**What you will do:**
Please repeat the records word for word and skip the pictures.
━━━━━━
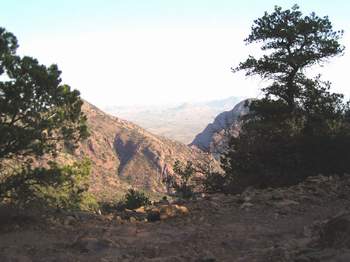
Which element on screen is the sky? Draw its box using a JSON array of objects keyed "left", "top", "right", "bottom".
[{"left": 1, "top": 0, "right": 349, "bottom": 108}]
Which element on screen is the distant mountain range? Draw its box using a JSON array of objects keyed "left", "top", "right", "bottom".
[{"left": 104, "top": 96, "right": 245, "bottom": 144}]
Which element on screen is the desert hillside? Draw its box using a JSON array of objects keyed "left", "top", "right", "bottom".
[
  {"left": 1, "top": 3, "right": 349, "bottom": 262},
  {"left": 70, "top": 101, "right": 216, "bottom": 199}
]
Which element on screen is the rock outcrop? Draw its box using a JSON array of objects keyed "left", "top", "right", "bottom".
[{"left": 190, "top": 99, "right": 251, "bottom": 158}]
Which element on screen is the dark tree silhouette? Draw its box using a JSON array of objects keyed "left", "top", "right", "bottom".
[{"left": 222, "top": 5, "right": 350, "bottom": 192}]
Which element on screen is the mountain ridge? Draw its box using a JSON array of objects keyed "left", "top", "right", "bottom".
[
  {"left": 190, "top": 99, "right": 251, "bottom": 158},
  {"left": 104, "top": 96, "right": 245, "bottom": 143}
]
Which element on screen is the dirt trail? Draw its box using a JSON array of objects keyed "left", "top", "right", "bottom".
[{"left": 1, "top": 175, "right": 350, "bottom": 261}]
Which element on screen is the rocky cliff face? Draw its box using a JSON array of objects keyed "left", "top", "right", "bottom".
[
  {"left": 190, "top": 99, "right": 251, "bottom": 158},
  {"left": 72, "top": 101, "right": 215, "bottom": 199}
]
━━━━━━
**Solution:**
Which element on screen is the sky? Draw its box using a JSON array of objects keyed "left", "top", "right", "bottom".
[{"left": 1, "top": 0, "right": 349, "bottom": 108}]
Which element on screen is the distant mountain range? Draw its box using a JSON array of objects keyed "left", "top", "right", "bottom".
[{"left": 104, "top": 96, "right": 245, "bottom": 144}]
Which element on screen is the desert hillside? Draw its box using a JSON array of objects keyed "left", "top", "right", "bottom".
[
  {"left": 1, "top": 3, "right": 349, "bottom": 262},
  {"left": 70, "top": 101, "right": 216, "bottom": 199}
]
Which element on screen is the rock outcrop? Draw its box using a JSON array of objects keyed "left", "top", "right", "bottom".
[{"left": 190, "top": 99, "right": 251, "bottom": 158}]
Which element on screen is the dark tree silhouette? Draw its box using a JSON array of objects keyed "left", "top", "right", "bottom".
[{"left": 222, "top": 5, "right": 350, "bottom": 192}]
Which element on screen is the mountain ridge? Draw its box using a JSON array of objects keyed "left", "top", "right", "bottom".
[
  {"left": 190, "top": 99, "right": 251, "bottom": 158},
  {"left": 104, "top": 96, "right": 245, "bottom": 143}
]
Which element on screen is the dirt trail? Draw its box using a JSON array of objects keyed "left", "top", "right", "bottom".
[{"left": 1, "top": 175, "right": 350, "bottom": 261}]
Which element on screen is the rocky cliff face? Draw its box using a JSON array of objects keyed "left", "top", "right", "bottom".
[
  {"left": 190, "top": 99, "right": 251, "bottom": 158},
  {"left": 72, "top": 101, "right": 215, "bottom": 199}
]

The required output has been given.